PROBLEM 1
Who is the speaker in the catalog entry on India and Pakistan?
PROBLEM 2
Print the part of the catalog entry on India and Pakistan starting with "Language of Item" and going on through "Club of Canada.".
[[ PASSAGE FOR REVIEW open ]]
India and Pakistan

Publication
The Empire Club of Canada Addresses (Toronto, Canada), 4 Nov 1965, p. 43-53
Description
Speaker
Reid, Escott, Speaker
Media Type
Text
Item Type
Speeches
Description
Some remarks about the speaker's background, especially with regard to India and Pakistan. The speaker's affection for India and Pakistan, and for their people. Some background to the current problems between India and Pakistan. The issue of outside economic aid and the likelihood that it will be reduced, just when it is most needed. The deep and difficult issues which divide the two countries. The failure of Indian foreign policy since independence. The problem now as compared to eight years ago. The different approaches to the problem of Indo-Pakistan relations of the United States, and the Soviet Union. Progress in that regard. The role of the Security Council of the United Nations. Prospects for peace, security and prosperity in India and Pakistan and upon what that depends.
Date of Original
4 Nov 1965
Subject(s)
Language of Item
English
Copyright Statement
The speeches are free of charge but please note that the Empire Club of Canada retains copyright. Neither the speeches themselves nor any part of their content may be used for any purpose other than personal interest or research without the explicit permission of the Empire Club of Canada.
[[ PASSAGE FOR REVIEW closed ]]
[[ PROVIDED INFORMATION open ]]
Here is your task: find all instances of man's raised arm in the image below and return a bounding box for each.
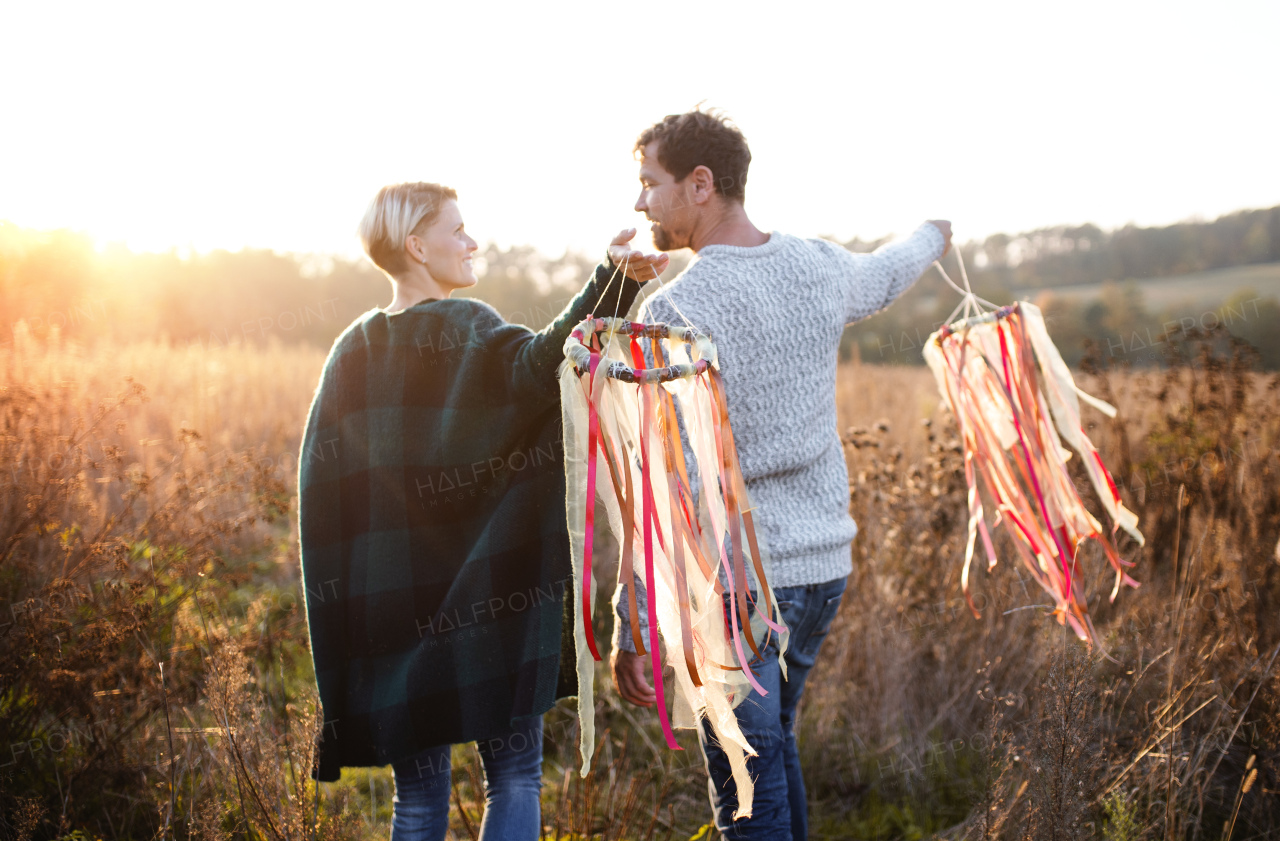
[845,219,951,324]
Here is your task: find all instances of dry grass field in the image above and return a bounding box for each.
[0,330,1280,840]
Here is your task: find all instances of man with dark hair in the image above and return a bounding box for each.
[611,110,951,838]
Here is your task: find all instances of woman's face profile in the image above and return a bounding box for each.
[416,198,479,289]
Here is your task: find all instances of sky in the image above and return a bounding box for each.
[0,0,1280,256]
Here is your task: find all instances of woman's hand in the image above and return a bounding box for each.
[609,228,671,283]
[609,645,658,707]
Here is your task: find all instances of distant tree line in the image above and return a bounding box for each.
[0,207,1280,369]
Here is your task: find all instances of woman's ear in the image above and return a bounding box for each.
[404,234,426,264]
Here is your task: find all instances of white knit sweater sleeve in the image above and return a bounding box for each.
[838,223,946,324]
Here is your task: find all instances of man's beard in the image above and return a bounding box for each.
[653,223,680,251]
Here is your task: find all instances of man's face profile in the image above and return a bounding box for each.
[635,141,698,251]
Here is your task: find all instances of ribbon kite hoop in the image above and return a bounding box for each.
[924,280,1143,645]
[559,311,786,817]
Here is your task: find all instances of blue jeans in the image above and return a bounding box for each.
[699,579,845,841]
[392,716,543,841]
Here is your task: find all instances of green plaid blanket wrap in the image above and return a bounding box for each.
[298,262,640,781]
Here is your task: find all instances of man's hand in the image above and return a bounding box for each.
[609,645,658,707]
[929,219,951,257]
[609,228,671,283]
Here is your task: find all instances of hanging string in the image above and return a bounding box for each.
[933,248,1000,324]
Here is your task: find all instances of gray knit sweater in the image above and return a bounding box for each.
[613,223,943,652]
[[ PROVIDED INFORMATION closed ]]
EXERCISE RESPONSE 1
Escott Reid

EXERCISE RESPONSE 2
Language of Item
English
Copyright Statement
The speeches are free of charge but please note that the Empire Club of Canada retains copyright. Neither the speeches themselves nor any part of their content may be used for any purpose other than personal interest or research without the explicit permission of the Empire Club of Canada.